Passage to read:
================================

Over the past few years, we have all watched the cost of running complex DNA based testing drop dramatically. So much so, that the average consumer can now have insights into their own DNA for around $100. Industry leaders believe the price will likely keep dropping and more people will want access to information about their own DNA. It is also inevitable that companies will keep raising money to drop the cost of testing down to almost nothing, hoping that there is value in the data.
Here at ixLayer, we feel the real value is in the experience that you create around the delivery of this information and how you apply that information to someone’s life. The value will not lie in the test itself, rather the value will be the “user manual” that a person or physician uses to guide treatment and health management based on these results.
With the launch of the clinical platform today we are providing infrastructure to enable the delivery of complex testing and results to patients in any environment. The platform is the culmination of two years spent working closely with health systems, clinical laboratories, physicians, and patients.

================================

Work instructions:
A – Print everything from "Here at ixLayer, we" down to "physicians, and patients." in the DNA testing passage above.
B – Decide whether each statement agrees with the DNA testing passage above: (i) ixLayer holds that the main value lies in the test itself; (ii) the average consumer can now get insights into their own DNA for around $100; (iii) the clinical platform came out of two years of close work with health systems, clinical laboratories, physicians, and patients. For each, answer yes or no and quote the words of the passage that settle it.
C – Pick up the DNA testing passage above after its last sentence and keep writing it.

================================

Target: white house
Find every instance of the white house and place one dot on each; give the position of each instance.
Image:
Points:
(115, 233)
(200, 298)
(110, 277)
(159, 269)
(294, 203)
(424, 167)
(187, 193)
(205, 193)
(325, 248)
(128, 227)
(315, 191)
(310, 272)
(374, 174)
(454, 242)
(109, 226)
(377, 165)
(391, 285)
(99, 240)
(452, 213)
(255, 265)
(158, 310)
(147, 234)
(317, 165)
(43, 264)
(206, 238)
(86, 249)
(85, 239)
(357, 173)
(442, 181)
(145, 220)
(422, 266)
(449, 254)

================================

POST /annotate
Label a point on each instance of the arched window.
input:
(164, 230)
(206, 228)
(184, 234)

================================

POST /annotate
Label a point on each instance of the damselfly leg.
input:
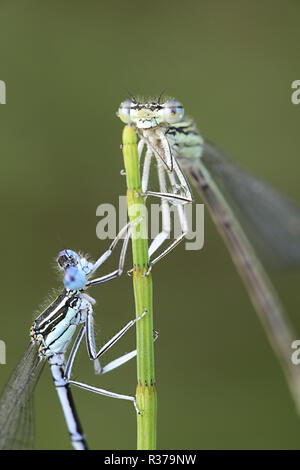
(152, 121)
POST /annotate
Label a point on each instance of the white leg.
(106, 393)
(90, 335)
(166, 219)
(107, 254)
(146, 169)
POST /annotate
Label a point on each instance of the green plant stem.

================================

Answers below:
A –
Here at ixLayer, we feel the real value is in the experience that you create around the delivery of this information and how you apply that information to someone’s life. The value will not lie in the test itself, rather the value will be the “user manual” that a person or physician uses to guide treatment and health management based on these results.
With the launch of the clinical platform today we are providing infrastructure to enable the delivery of complex testing and results to patients in any environment. The platform is the culmination of two years spent working closely with health systems, clinical laboratories, physicians, and patients.

B –
(i) No: "The value will not lie in the test itself"
(ii) Yes: "the average consumer can now have insights into their own DNA for around $100"
(iii) Yes: "The platform is the culmination of two years spent working closely with health systems, clinical laboratories, physicians, and patients."

C –
While we got our start in building direct to consumer experiences, we are now working on simplifying the process of distribution and delivery of genomic information for physicians, for health systems, for labs, and for pharmaceutical companies.
We are striving to be the integral “layer” of technology that brings together all of the components that help our industry deliver on the promise of precision medicine. We are powering large scale programs within health systems that want to offer genetic testing to members and thinking through how to make sure these test results are acted upon. Through our partnership with the Innovation Institute, we are making results of genetic testing ordered on the platform available in the electronic health record and including their own physicians in the process.
The core components of our platform can be useful in many scenarios where patient engagement is key to the success of a program. For example, we recently partnered with a lab that is enrolling patients in a multicenter study. This lab is tasked with finding physician groups to participate, educating them on the testing process, gathering consent from patients, and a whole host of other tasks that lead to this being a very complex workflow.
We created a dashboard where the lab can see all of their sites in one glance, see the number of patients tested, and look at clinical data from each site. We also provided the individual sites with access to their own dashboard as well. These physicians can now automatically enroll patients into a study, collect consent online, collect clinical information online, have the testing done at the patient’s home, and upload any future results directly into the dashboard. Patients in this study appreciate the transparency around results and participation, and physicians appreciate having more time in their day to focus on other tasks.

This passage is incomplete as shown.